(Supplied information)
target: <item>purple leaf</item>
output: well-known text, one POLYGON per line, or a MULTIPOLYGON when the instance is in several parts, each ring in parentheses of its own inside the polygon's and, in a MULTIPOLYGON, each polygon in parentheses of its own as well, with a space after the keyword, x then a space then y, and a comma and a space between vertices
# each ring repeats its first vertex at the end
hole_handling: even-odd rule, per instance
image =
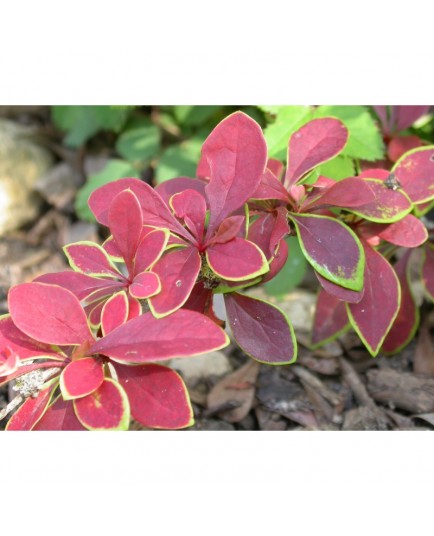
(End Supplied information)
▶ **What the exercise asks**: Find every line in the records that has the word "each". Copy those lines.

▶ **Result of this task**:
output: well-known text, one POLYGON per line, or a MULTIPOLYGON when the instance is in several parts, each ring in parentheses of its own inside the polygon's and, in a MULTIPOLYGON, each polygon in parentheses of its own as well, with a space after the keyword, x then a space then y, and a comma and a space between vertices
# each ring repeats its first vertex at the end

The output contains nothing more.